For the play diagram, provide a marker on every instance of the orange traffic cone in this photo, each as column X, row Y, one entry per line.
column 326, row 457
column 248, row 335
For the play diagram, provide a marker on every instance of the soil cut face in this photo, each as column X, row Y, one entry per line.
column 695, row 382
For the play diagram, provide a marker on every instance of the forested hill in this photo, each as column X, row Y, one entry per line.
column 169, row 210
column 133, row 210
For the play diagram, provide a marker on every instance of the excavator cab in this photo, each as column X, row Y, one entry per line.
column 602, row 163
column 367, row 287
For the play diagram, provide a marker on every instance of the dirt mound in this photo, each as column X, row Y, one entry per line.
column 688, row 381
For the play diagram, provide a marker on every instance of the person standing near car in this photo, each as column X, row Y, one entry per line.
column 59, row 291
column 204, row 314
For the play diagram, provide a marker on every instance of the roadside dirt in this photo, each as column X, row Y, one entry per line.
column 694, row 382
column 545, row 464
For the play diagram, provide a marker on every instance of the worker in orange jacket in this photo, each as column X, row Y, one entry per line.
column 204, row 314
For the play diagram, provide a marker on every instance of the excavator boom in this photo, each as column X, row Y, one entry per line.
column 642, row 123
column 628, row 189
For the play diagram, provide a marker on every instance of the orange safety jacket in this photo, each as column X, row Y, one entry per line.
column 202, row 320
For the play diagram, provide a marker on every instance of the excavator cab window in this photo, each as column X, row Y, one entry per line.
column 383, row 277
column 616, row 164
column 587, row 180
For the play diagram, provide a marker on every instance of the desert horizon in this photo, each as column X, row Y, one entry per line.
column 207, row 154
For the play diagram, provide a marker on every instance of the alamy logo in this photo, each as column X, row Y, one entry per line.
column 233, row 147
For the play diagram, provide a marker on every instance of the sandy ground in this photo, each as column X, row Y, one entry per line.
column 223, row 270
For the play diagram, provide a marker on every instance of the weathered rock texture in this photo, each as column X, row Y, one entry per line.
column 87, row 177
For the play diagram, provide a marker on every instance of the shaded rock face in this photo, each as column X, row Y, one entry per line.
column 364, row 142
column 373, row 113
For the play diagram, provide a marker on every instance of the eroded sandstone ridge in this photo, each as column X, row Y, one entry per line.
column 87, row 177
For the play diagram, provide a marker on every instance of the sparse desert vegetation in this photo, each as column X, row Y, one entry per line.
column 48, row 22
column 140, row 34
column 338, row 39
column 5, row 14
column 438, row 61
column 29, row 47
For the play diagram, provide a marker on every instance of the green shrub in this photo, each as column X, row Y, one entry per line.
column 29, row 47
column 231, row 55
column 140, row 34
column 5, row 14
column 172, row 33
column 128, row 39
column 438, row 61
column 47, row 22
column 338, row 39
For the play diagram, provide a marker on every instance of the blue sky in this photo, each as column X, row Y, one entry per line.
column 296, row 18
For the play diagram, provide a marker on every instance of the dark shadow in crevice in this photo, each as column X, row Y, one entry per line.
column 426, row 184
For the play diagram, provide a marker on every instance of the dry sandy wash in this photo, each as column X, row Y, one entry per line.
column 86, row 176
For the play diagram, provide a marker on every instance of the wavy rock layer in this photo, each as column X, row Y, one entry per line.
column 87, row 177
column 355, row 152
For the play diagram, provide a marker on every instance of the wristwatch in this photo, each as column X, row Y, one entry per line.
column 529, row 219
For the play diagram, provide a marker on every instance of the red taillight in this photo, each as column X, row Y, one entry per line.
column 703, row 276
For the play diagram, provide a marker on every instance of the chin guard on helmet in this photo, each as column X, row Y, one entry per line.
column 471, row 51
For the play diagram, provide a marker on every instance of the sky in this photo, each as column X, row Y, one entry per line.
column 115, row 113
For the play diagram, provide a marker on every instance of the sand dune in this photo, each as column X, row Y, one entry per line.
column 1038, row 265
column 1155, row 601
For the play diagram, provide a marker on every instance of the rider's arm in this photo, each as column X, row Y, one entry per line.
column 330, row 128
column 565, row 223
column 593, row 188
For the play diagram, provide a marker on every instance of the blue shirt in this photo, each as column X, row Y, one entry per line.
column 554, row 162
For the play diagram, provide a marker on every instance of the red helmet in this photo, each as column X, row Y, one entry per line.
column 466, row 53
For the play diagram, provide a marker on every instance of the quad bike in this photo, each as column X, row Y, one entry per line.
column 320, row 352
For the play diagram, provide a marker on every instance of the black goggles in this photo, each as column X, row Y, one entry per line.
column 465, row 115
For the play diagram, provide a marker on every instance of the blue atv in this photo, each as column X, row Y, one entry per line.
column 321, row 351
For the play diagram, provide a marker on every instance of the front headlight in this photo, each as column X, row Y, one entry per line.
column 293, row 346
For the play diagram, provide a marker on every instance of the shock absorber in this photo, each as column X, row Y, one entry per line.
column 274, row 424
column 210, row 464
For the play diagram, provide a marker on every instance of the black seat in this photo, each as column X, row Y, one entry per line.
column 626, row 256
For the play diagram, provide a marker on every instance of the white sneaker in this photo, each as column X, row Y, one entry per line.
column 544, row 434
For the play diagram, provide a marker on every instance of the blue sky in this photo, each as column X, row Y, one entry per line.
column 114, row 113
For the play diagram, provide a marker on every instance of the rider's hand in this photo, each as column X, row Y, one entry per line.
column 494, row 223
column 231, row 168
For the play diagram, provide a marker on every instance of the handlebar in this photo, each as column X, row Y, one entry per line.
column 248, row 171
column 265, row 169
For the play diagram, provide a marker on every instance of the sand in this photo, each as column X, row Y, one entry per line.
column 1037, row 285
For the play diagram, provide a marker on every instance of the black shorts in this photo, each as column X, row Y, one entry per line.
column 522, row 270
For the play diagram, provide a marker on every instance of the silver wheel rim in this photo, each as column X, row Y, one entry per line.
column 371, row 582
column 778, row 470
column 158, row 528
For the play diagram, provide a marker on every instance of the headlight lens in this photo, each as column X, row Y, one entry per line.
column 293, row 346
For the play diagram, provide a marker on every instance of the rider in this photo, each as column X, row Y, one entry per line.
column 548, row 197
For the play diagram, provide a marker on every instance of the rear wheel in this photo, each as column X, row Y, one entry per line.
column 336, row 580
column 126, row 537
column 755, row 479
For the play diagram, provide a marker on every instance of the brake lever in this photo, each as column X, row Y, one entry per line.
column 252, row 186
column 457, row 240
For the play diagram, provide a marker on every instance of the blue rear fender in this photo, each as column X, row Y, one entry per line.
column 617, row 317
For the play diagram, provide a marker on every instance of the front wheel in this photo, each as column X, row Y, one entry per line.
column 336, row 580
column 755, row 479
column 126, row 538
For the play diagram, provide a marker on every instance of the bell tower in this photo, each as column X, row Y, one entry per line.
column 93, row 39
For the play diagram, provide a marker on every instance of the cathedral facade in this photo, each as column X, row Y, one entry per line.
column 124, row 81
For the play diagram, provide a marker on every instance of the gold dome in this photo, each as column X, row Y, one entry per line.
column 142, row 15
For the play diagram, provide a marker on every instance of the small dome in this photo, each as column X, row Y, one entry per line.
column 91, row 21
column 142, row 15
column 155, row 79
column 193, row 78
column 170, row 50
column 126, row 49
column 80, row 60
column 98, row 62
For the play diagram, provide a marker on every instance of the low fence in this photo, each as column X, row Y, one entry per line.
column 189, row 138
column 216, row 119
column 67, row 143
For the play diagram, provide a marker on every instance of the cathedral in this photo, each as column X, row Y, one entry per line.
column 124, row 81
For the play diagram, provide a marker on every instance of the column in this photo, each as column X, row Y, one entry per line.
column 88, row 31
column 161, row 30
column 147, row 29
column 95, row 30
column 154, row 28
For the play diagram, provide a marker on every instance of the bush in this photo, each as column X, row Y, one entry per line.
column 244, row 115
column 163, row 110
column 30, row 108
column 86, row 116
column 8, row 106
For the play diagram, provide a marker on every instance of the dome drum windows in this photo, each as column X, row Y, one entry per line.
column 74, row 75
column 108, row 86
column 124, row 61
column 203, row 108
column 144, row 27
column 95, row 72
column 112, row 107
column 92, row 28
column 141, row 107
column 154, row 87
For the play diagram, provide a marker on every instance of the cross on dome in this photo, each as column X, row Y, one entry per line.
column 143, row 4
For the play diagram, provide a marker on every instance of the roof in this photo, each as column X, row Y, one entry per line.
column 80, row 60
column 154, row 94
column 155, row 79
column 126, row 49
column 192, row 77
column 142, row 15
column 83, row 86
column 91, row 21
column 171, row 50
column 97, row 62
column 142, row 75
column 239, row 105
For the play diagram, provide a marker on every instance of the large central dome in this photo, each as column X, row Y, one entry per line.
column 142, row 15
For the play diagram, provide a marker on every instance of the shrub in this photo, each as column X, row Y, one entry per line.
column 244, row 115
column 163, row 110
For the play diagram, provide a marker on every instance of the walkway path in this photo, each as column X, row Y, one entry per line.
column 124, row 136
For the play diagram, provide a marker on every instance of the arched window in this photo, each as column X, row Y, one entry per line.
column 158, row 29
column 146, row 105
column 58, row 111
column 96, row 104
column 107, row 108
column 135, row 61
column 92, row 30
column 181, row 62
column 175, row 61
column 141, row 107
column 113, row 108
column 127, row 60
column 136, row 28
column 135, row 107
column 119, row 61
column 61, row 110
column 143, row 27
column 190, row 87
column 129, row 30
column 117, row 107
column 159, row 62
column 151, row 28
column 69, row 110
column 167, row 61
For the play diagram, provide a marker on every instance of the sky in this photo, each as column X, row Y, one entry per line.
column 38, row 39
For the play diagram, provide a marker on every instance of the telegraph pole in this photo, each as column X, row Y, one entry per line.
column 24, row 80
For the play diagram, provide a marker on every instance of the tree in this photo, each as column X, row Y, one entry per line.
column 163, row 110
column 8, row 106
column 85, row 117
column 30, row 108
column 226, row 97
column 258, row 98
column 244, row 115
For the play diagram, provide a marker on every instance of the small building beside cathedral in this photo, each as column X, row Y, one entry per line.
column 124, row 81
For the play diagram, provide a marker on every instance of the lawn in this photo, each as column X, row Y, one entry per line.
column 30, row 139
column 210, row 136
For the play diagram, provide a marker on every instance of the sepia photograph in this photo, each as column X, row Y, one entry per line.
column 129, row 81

※ ※ ※

VOTRE TÂCHE =
Pouvez-vous mettre à jour les lignes du matériel ci-dessus, en commençant à celle qui contient « of the dirt » et en terminant à celle qui contient « column 688, row 381 », en y remplaçant « dirt mound » par « earth mound » sans rien modifier d'autre ?

SOLUTION PROPOSÉE =
For the play diagram, provide a marker on every instance of the earth mound in this photo, each as column X, row Y, one entry per line.
column 688, row 381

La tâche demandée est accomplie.